The guide element 98 can be pivoted in a horizontal plane by an angle according to the double arrow 106. By means of the angled arrangement of the guide element 98, the shape of the web loop 54 is held stable. By means of the arrangement of the diverting element 102 in the vicinity of the guide element 98, there ensues a diversion of the web 8 with a relatively large radius of curvature, so that creasing of the web 8 or formation of folds is avoided. The web 8 is then guided to possible further conveyor elements of the web output means 44.

The diversion element 102 has the stop 62, which serves for precise edge guiding, on its side facing the web supply means 34. Likewise, the guide element 98 can be provided with a corresponding stop on its right side. The stop 62 can be fashioned in such a way that it can be displaced in the direction of the axis 104, in order to be adapted to the web width.

## [SOURCE DATA]
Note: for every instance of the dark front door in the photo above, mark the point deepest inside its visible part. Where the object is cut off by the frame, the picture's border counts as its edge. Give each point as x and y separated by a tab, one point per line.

## [THINGS TO DO]
a - Condense the paragraph of the web-guiding excerpt that begins "The guide element 98 can be pivoted" into a short bulleted list that keeps its main facts.
b - Supply the next part of the web-guiding excerpt, picking up after its last sentence.

## [RESULTS FOR EACH TASK]
a -
- Guide element 98 can pivot in a horizontal plane by an angle, shown by double arrow 106.
- Its angled arrangement keeps the shape of web loop 54 stable.
- Diverting element 102 sits near guide element 98 and diverts web 8 with a relatively large radius of curvature, which prevents creasing and folds.
- Web 8 then goes on to possible further conveyor elements of web output means 44.

b -
FIG. 9 shows a top view of the displacement means 26 according to FIG. 8. The axes 99 and 104--projected in a horizontal plane--of the guide element 98, or, respectively, of the diverting element 102, form an angle w=20°. The guide element 98 in FIG. 9 can be pivoted by this angle w in the direction towards the diverting element 102, so that its axis 99 lies in a vertical plane with the axis 104. In this state, the unit formed from the guide element 98 and the diverting element 102 forms a guide means for guiding the web 8. This unit can be used in a turning means 18 according to FIG. 3, as a part of the web output means 44 shown there. In FIG. 9, the web guide means 56 can further be seen in a top view, which guide means 56 serves, as already stated, for the calming of the web run and the formation of the web loop 54.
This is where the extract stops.